■ **Goal**
Give back the full listing verbatim, apart from its images.

** Start Dataset extract **

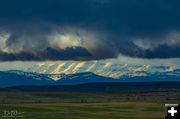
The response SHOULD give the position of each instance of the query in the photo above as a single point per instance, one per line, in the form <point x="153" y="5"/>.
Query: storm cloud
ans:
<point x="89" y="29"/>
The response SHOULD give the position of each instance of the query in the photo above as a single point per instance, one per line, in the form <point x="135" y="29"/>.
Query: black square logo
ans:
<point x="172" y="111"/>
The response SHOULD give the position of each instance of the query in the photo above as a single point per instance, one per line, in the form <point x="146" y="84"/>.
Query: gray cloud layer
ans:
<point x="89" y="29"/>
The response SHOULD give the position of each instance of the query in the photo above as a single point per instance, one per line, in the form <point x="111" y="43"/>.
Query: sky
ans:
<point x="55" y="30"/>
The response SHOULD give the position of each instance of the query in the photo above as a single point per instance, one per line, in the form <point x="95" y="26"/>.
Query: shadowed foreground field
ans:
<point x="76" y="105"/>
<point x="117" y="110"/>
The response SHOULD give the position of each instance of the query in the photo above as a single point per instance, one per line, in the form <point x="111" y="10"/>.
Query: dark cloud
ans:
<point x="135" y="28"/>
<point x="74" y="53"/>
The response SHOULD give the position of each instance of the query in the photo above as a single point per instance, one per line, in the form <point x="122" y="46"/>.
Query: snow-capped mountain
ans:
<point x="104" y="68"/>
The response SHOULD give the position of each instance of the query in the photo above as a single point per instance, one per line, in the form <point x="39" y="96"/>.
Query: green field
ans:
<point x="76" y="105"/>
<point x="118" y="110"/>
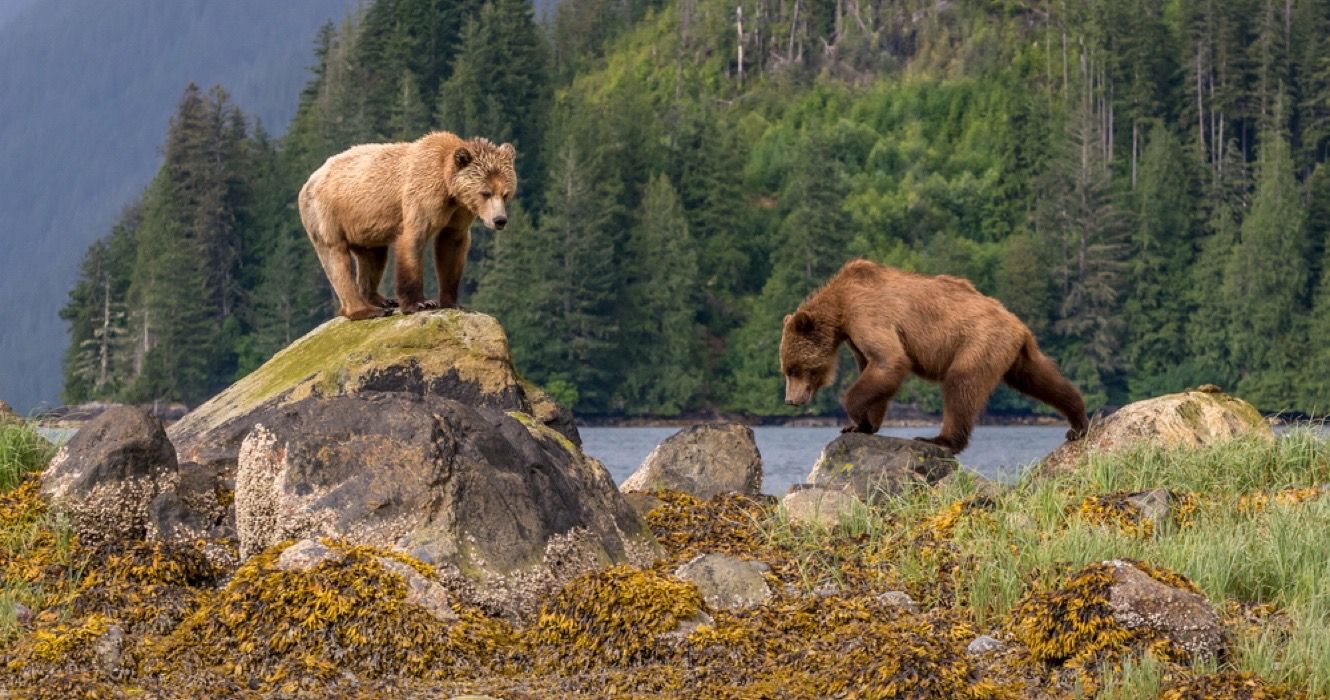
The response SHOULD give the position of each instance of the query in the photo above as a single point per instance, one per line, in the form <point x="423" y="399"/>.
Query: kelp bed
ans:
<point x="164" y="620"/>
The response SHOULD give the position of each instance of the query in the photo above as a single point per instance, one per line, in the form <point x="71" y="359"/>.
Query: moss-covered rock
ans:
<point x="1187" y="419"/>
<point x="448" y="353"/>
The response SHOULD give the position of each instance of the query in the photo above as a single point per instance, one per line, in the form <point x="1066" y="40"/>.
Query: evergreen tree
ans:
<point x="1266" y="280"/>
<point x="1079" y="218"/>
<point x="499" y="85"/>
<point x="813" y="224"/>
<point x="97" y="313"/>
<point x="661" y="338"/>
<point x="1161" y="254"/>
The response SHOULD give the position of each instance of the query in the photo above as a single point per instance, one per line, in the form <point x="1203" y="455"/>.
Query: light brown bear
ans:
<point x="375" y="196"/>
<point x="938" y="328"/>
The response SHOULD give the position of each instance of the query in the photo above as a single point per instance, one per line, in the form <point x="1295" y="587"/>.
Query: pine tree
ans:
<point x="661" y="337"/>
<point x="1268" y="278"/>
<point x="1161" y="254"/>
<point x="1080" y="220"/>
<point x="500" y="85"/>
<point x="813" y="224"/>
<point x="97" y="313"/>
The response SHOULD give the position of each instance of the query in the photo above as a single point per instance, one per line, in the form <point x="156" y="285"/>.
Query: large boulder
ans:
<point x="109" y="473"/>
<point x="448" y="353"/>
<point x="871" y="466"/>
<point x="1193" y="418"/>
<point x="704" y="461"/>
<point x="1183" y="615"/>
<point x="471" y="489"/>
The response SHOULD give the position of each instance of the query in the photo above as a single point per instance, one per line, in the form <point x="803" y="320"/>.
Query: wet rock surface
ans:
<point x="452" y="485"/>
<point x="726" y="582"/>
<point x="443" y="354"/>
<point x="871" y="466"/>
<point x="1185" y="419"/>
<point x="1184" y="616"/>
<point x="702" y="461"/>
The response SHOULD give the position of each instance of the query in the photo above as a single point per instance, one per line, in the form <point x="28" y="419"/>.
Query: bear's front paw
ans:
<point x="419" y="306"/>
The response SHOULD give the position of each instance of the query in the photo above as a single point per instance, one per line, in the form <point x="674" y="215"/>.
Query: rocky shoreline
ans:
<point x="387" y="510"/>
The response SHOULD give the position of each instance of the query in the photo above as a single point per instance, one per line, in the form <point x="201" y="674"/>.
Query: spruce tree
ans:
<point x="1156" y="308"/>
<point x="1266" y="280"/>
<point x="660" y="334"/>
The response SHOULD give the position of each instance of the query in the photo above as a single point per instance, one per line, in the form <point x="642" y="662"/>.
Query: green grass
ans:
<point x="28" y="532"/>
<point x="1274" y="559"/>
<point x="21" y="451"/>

** End Dataset extract **

■ **Correct output**
The response SHOULD give the position of each instance of the query in the photo above as a single point per instance, one per line, in the form <point x="153" y="5"/>.
Query: storm cloud
ans:
<point x="89" y="29"/>
The response SHOULD give the position of each instance of the query in the photo above as a single point per instance, one per line, in the form <point x="135" y="29"/>.
Query: black square logo
ans:
<point x="172" y="111"/>
The response SHOULD give the position of each instance of the query in the photo above as a single point per instance, one per line, in the form <point x="146" y="84"/>.
Query: gray cloud layer
ans:
<point x="89" y="29"/>
The response SHOULD give the position of each instance of the query in the photo above as a single point per instance, one per line, in the form <point x="111" y="43"/>.
Query: sky
ans:
<point x="55" y="30"/>
The response SHOULD give the position of each instance of the query in the photo above as a single point per instance, one per line, in the form <point x="95" y="26"/>.
Query: shadowed foreground field
ans:
<point x="76" y="105"/>
<point x="117" y="110"/>
The response SHOULD give the position of each instance of the query in the photo above as a single point per instance, one per line, in the form <point x="111" y="10"/>.
Query: dark cloud
ans:
<point x="135" y="28"/>
<point x="74" y="53"/>
The response SHOULD give the position of each instance of the query in the photo above as a single point per instance, one per line, in the form <point x="122" y="46"/>.
Query: snow-capped mountain
ans:
<point x="104" y="68"/>
The response SHOULD give the position of each instance of the query in the photo above as a single point per instance, one per line, in the form <point x="39" y="96"/>.
Query: green field
ans:
<point x="76" y="105"/>
<point x="118" y="110"/>
The response SHOULD give the position of each instance of the query in the photo above as a single point per instance, one per line, in the form <point x="423" y="399"/>.
Query: kelp bed
ans:
<point x="164" y="620"/>
The response SHOULD give the position of each instance of the query in the photo above as a single point per instance, one per line, in the form <point x="71" y="359"/>.
Query: moss-covered rock
ans:
<point x="1187" y="419"/>
<point x="448" y="353"/>
The response SHOULD give the position of each instance of the query in the photo above as a single point per instance, one per line, in the form <point x="1066" y="40"/>.
Query: evergreen tree
ans:
<point x="1266" y="280"/>
<point x="1079" y="218"/>
<point x="499" y="85"/>
<point x="813" y="224"/>
<point x="97" y="313"/>
<point x="661" y="338"/>
<point x="1161" y="254"/>
The response SHOULD give the position of each instance of the query in the photo above as a single point per instance, one per line, in the form <point x="1203" y="455"/>.
Query: light brown bear
ans:
<point x="375" y="196"/>
<point x="938" y="328"/>
The response SHOULD give the position of each instance of the query in the photo above as a single point per instance, one per line, in the form <point x="1295" y="587"/>.
Query: pine tree
ans:
<point x="661" y="337"/>
<point x="1268" y="278"/>
<point x="1161" y="254"/>
<point x="1080" y="220"/>
<point x="500" y="85"/>
<point x="813" y="224"/>
<point x="97" y="313"/>
The response SHOULD give the position of each instance of the query in the photo above as a single point per instance, one per line, in the form <point x="156" y="285"/>.
Query: large boulder
ans:
<point x="109" y="473"/>
<point x="448" y="353"/>
<point x="871" y="466"/>
<point x="1193" y="418"/>
<point x="704" y="461"/>
<point x="1183" y="615"/>
<point x="471" y="489"/>
The response SHOULD give the position of each instance of the query in the photo above as a single point per instance, one per line, in the form <point x="803" y="320"/>.
Query: wet rock surface
ans:
<point x="452" y="485"/>
<point x="726" y="582"/>
<point x="443" y="354"/>
<point x="871" y="466"/>
<point x="1185" y="419"/>
<point x="1184" y="616"/>
<point x="702" y="461"/>
The response SHOULD give the position of each instance of the query in the photo above as a single point per instance, one per line, in the form <point x="28" y="419"/>.
Query: bear's front paw
ans:
<point x="419" y="306"/>
The response SHOULD give the position of each instance of the query in the photo above as a single point per instance, one per line, in the form <point x="674" y="215"/>.
Query: rocky shoreline
ans:
<point x="387" y="510"/>
The response SHOULD give the position of each instance of the query in the photo above as a single point per instance, one per line, in the form <point x="201" y="674"/>.
Query: spruce tree
ans:
<point x="1156" y="308"/>
<point x="1266" y="280"/>
<point x="660" y="334"/>
The response SHOULD give the position of each instance of the query in the photo above as a single point per instance, one per line, in the form <point x="642" y="662"/>.
Query: green grass
ans:
<point x="28" y="532"/>
<point x="1274" y="559"/>
<point x="21" y="451"/>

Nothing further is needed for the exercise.